From the line containing "like x=591, y=304." to the end of the listing, write out every line exactly; leave out everything else.

▬▬▬

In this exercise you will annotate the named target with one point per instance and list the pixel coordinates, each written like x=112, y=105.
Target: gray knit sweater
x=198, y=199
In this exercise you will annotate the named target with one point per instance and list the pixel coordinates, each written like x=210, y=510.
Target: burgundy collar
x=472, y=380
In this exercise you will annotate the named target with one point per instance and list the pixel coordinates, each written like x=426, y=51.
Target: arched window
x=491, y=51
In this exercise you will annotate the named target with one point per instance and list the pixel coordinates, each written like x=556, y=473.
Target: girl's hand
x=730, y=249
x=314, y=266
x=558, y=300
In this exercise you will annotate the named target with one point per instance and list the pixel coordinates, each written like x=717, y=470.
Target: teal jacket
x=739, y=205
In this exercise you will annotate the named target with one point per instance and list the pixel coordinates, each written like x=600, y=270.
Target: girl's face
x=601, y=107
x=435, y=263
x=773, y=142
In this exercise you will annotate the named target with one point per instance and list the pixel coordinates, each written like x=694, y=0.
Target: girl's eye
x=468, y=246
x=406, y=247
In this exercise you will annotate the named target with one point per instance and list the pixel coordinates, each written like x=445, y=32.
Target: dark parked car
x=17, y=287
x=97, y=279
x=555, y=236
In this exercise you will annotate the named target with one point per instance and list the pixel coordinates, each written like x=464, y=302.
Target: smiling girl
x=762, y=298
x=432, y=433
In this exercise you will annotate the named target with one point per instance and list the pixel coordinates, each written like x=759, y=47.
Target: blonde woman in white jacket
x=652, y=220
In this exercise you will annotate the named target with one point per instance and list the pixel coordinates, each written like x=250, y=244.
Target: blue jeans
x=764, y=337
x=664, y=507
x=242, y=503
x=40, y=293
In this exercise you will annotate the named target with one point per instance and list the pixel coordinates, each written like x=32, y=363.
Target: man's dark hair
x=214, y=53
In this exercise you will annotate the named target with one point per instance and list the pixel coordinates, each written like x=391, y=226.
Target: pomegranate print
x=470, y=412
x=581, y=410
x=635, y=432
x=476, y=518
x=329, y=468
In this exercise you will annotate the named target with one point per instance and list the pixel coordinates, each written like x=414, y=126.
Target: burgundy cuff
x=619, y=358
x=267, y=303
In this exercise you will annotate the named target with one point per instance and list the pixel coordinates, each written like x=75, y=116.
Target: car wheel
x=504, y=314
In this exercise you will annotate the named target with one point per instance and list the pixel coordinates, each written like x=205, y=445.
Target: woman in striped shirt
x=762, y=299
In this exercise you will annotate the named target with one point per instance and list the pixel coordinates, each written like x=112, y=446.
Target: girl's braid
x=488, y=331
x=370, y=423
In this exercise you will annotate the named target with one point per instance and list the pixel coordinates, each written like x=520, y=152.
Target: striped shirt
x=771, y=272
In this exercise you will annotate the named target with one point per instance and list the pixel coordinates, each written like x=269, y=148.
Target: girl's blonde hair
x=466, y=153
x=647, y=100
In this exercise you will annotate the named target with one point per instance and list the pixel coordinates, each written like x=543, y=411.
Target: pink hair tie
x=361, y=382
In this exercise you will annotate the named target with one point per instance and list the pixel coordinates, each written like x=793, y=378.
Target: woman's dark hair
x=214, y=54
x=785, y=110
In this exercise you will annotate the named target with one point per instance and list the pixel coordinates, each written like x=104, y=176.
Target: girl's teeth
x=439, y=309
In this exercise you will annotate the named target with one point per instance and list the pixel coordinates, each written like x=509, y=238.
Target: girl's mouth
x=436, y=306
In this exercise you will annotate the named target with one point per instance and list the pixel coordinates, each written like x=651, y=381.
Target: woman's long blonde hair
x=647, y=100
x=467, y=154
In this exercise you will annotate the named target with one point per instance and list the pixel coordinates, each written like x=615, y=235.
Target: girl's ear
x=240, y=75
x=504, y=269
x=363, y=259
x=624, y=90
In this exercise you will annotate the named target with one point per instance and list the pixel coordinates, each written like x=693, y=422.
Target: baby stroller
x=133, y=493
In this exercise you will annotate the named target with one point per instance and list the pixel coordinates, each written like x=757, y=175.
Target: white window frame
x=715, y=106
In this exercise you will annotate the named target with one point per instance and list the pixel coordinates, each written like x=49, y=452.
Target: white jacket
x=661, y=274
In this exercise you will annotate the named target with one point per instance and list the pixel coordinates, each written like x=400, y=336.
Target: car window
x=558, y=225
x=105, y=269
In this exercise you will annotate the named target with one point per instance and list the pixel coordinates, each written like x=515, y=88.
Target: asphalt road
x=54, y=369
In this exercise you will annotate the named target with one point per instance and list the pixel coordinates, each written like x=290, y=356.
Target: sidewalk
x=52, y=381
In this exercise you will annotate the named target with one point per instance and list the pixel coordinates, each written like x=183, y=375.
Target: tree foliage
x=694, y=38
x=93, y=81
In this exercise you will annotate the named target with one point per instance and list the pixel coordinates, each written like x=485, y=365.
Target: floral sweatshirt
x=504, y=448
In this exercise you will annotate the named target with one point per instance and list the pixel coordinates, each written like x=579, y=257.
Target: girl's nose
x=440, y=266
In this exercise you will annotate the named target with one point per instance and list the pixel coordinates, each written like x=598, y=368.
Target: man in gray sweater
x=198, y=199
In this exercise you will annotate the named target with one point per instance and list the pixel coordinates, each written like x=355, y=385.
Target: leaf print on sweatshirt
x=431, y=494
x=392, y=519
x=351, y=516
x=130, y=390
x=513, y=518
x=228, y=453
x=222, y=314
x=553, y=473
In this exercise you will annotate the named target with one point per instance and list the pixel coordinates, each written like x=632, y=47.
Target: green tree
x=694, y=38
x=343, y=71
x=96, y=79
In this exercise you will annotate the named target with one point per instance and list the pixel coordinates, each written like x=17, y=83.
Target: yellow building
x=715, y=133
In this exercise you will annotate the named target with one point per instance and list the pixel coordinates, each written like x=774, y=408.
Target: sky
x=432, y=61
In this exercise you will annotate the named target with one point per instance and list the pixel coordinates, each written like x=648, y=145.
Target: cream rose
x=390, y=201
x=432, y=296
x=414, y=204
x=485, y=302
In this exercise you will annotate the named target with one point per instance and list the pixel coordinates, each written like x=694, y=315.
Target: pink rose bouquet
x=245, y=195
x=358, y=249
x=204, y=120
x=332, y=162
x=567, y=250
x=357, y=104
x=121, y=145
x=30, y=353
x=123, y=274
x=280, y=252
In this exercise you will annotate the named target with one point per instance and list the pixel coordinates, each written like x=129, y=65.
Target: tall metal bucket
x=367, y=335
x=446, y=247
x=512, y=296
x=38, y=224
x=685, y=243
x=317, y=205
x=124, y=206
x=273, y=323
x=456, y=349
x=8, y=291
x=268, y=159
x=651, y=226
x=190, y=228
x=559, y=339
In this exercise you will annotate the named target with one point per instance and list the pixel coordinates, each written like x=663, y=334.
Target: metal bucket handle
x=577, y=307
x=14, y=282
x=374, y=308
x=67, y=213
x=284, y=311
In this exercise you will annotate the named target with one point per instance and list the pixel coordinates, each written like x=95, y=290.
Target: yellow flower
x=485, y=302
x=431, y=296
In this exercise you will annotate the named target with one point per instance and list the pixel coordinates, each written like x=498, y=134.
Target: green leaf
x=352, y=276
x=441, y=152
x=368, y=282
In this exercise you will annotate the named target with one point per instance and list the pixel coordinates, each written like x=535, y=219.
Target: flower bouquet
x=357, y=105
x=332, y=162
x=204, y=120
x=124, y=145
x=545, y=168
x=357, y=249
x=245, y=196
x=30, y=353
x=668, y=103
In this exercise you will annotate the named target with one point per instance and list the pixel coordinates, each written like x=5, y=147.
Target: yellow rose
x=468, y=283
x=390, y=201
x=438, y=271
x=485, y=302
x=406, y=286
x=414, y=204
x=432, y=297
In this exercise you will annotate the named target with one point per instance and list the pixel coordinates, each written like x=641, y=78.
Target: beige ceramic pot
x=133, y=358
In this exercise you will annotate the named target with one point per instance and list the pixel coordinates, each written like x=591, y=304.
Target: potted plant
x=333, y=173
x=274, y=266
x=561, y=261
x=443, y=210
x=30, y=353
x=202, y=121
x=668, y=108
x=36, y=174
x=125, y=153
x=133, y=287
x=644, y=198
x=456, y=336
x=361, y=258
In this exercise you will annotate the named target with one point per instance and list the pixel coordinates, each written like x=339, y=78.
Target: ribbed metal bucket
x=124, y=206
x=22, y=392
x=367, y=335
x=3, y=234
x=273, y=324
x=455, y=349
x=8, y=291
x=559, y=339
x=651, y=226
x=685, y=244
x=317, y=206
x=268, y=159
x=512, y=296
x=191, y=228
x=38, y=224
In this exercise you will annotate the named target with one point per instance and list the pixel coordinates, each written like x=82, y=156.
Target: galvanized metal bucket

▬▬▬

ANSWER TO THIS TASK:
In this exercise you will annotate the named target with one point per instance and list the pixel coordinates, each written like x=591, y=304.
Target: potted plant
x=333, y=173
x=274, y=266
x=561, y=261
x=443, y=210
x=30, y=353
x=202, y=121
x=668, y=108
x=36, y=174
x=125, y=153
x=133, y=287
x=644, y=198
x=456, y=336
x=361, y=258
In this exercise you will annotate the named target with one point per instance and list the pixel coordinates, each written like x=339, y=78.
Target: ribbed metal bucket
x=124, y=206
x=22, y=392
x=367, y=335
x=3, y=234
x=273, y=324
x=455, y=349
x=8, y=291
x=559, y=339
x=651, y=226
x=685, y=244
x=317, y=206
x=268, y=159
x=512, y=296
x=191, y=228
x=38, y=224
In this exercise you will annotate the named target with one point per instance and list the pixel coordinates, each written like x=82, y=156.
Target: galvanized metal bucket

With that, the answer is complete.